● Your goal: Count the lines in the items below that contain the string "beach", treating uppercase and lowercase letters as different. Reply with the number alone.
-.-.-
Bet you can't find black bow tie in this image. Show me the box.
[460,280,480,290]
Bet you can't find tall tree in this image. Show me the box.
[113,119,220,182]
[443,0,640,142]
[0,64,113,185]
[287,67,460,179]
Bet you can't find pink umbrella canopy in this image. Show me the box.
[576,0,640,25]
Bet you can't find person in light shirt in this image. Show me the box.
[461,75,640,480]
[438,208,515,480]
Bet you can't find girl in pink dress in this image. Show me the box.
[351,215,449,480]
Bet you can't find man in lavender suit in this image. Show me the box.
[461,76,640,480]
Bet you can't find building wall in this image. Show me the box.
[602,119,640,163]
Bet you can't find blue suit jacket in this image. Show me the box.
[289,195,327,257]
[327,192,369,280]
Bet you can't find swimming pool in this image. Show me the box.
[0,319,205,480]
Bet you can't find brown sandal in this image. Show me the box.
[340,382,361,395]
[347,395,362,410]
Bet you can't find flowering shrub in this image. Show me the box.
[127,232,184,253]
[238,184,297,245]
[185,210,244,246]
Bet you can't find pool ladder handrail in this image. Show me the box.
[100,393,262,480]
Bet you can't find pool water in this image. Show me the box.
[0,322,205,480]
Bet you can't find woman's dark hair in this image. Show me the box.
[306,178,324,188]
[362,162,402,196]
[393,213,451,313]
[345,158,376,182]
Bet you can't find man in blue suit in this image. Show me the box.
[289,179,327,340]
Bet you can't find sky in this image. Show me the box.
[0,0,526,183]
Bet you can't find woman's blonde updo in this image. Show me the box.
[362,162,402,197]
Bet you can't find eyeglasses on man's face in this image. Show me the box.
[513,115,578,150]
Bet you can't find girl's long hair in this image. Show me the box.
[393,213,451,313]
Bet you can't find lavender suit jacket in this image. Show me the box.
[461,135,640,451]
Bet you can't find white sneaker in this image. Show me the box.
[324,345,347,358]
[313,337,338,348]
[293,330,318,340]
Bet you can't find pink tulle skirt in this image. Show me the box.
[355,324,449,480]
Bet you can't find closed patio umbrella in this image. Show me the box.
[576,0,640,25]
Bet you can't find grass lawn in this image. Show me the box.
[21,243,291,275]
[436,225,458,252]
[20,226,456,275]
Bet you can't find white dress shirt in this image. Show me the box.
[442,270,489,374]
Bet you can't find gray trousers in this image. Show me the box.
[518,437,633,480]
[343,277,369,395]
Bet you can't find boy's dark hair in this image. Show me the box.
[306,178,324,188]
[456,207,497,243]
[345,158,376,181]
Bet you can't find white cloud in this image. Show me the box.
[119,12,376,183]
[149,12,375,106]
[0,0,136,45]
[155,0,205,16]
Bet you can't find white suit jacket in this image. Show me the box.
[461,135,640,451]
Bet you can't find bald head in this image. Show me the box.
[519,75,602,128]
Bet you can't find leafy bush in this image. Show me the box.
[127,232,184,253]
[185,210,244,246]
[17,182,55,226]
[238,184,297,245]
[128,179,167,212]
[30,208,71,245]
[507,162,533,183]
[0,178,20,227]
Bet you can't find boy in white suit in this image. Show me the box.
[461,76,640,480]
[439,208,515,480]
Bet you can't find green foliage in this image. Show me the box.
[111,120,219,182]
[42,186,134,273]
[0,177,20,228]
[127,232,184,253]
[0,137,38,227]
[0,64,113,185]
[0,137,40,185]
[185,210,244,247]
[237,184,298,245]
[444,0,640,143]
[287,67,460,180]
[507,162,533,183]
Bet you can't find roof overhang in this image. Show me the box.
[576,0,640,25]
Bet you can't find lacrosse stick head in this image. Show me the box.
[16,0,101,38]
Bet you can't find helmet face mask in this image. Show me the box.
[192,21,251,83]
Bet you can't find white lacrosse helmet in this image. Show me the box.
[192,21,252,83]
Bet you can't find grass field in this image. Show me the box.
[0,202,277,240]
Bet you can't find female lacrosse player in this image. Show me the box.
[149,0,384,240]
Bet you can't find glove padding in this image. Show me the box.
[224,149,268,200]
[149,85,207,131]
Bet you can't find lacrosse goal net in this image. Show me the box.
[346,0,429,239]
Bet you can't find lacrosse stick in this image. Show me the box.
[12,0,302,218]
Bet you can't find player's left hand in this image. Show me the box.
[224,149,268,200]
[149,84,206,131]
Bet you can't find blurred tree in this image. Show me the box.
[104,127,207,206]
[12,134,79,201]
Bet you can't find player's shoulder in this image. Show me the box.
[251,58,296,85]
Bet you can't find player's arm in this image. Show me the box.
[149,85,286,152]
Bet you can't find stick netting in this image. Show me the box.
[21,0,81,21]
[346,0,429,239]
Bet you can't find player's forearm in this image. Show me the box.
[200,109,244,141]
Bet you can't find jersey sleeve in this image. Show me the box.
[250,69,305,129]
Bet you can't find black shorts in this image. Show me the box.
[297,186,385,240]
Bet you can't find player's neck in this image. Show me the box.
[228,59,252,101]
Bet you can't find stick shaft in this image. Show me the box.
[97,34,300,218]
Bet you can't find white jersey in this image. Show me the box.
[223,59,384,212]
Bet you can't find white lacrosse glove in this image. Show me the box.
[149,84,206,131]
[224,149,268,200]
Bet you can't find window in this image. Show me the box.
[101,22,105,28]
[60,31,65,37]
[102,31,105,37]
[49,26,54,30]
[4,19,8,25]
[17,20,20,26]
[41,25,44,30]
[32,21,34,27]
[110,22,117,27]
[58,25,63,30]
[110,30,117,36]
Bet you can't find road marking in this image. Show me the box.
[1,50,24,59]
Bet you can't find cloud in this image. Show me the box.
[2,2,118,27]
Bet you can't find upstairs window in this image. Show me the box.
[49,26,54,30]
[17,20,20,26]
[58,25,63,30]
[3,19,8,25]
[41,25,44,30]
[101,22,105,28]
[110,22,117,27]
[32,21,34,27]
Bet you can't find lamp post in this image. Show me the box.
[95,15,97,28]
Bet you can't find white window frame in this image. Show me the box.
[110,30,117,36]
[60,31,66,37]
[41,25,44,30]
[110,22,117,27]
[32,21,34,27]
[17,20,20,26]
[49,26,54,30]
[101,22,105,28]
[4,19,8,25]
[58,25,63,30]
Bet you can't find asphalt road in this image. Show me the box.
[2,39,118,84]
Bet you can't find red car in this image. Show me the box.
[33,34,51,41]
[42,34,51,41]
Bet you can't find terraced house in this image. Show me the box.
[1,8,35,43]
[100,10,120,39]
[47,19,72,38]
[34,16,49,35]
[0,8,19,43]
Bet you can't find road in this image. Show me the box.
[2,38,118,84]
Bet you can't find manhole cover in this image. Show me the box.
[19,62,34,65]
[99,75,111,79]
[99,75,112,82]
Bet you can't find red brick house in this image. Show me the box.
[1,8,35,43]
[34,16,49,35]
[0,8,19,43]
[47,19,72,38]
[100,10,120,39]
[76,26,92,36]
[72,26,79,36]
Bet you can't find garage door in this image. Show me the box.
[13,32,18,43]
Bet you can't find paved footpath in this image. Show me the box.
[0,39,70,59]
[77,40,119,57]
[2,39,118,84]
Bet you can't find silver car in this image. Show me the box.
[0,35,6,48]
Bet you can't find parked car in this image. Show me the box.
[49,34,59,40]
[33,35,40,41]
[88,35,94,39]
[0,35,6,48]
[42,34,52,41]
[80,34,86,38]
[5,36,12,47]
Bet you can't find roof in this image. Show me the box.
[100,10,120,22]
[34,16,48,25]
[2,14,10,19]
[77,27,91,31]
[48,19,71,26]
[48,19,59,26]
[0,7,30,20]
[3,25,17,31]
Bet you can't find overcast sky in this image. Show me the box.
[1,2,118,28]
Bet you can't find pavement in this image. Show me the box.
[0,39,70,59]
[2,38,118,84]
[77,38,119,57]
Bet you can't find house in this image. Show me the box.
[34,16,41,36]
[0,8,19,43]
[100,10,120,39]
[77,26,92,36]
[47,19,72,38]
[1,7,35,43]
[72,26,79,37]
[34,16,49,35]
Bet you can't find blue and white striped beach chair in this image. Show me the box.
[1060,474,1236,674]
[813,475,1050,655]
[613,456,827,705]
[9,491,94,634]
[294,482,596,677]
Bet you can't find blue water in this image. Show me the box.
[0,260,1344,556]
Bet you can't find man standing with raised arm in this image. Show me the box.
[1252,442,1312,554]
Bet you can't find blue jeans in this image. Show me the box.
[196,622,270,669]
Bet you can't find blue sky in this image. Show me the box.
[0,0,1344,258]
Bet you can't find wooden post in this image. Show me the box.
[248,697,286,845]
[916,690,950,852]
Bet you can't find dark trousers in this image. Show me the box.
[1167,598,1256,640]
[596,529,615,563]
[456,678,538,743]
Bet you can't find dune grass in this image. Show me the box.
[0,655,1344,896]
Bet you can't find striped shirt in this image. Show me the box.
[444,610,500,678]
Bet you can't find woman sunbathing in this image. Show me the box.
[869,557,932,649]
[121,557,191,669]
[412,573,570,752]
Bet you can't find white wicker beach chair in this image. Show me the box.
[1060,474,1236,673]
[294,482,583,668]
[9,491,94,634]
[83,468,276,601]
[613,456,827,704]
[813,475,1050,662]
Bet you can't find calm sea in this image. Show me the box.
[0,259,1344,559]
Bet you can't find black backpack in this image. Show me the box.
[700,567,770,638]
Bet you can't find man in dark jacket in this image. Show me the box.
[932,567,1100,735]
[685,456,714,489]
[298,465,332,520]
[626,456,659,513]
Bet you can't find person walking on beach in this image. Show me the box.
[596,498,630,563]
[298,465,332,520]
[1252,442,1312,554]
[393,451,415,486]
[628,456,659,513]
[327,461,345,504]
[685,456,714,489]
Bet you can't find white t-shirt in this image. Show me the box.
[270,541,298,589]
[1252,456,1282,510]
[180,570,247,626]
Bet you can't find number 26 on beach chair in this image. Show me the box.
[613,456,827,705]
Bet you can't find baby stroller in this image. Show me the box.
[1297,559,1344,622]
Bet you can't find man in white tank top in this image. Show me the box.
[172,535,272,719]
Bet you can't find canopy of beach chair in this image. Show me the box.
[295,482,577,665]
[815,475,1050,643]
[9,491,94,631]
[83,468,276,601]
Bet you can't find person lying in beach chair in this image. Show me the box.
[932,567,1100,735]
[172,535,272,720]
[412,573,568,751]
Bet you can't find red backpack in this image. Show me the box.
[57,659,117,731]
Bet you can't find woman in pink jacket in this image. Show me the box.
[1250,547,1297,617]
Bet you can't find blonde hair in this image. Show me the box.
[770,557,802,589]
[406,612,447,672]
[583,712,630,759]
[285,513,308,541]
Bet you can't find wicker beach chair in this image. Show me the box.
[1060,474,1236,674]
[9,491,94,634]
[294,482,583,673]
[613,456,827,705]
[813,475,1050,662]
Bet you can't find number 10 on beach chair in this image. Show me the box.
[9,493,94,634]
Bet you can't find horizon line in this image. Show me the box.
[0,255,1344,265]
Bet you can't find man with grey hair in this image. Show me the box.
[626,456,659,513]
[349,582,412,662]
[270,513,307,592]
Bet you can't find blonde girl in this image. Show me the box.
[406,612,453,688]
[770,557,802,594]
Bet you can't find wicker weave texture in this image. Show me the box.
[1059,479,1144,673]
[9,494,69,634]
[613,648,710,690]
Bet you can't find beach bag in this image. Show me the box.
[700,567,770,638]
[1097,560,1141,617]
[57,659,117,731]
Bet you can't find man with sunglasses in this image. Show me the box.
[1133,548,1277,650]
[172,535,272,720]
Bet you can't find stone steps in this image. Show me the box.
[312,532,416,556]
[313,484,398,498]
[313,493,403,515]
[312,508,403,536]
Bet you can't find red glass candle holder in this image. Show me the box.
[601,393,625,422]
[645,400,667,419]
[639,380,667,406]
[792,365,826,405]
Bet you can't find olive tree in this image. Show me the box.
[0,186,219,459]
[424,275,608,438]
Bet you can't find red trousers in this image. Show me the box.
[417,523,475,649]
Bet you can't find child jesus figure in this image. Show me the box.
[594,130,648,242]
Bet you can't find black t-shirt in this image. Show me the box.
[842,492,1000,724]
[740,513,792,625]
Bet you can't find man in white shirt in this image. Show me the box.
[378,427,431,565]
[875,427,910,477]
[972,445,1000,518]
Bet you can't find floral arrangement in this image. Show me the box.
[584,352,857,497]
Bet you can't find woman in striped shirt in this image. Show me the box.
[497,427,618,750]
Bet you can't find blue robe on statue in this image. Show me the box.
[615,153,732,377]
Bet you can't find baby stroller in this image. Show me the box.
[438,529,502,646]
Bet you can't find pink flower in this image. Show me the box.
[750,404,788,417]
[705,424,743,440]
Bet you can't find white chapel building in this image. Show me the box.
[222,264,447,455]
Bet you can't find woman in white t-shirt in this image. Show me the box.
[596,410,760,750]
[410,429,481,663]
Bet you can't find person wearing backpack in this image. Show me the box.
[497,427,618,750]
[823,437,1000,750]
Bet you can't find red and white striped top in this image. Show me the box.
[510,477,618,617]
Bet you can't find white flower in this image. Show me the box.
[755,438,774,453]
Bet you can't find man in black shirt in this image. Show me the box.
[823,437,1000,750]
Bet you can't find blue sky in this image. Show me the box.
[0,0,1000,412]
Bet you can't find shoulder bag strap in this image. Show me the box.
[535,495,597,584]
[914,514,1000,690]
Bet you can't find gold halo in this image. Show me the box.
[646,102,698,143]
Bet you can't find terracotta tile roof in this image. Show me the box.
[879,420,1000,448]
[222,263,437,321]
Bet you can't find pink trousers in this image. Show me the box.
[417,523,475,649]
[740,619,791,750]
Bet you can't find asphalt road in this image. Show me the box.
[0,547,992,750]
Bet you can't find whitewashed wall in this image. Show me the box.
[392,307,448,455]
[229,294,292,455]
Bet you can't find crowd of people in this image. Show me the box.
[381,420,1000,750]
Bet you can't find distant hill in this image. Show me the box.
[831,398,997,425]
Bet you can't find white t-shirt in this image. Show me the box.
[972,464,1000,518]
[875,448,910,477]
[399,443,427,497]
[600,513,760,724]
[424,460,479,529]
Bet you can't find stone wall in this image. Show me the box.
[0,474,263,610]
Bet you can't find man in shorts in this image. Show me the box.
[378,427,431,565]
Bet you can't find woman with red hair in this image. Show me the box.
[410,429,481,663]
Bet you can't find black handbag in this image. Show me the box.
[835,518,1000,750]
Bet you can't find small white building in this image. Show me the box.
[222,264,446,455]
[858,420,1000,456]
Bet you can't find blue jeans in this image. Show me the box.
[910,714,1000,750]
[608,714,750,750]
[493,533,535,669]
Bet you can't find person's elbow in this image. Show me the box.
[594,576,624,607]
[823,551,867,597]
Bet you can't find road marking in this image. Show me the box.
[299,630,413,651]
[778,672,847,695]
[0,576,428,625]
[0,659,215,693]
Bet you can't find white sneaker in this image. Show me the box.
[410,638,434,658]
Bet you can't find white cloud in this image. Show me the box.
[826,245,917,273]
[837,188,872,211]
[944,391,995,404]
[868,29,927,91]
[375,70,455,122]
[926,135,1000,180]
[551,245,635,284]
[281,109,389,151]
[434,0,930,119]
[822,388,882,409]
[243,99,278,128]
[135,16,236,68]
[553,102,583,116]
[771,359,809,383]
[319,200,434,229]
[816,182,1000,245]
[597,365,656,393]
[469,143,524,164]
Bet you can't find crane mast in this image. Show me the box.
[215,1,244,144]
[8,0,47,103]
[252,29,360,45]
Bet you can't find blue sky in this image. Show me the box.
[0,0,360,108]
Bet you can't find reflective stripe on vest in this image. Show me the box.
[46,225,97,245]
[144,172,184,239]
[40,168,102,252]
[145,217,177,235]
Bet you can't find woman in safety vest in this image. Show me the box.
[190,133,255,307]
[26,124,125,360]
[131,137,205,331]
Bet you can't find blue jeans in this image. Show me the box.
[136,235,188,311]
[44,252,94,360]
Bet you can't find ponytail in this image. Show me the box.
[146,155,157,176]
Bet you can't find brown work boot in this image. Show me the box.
-.-.-
● Completed exercise: 9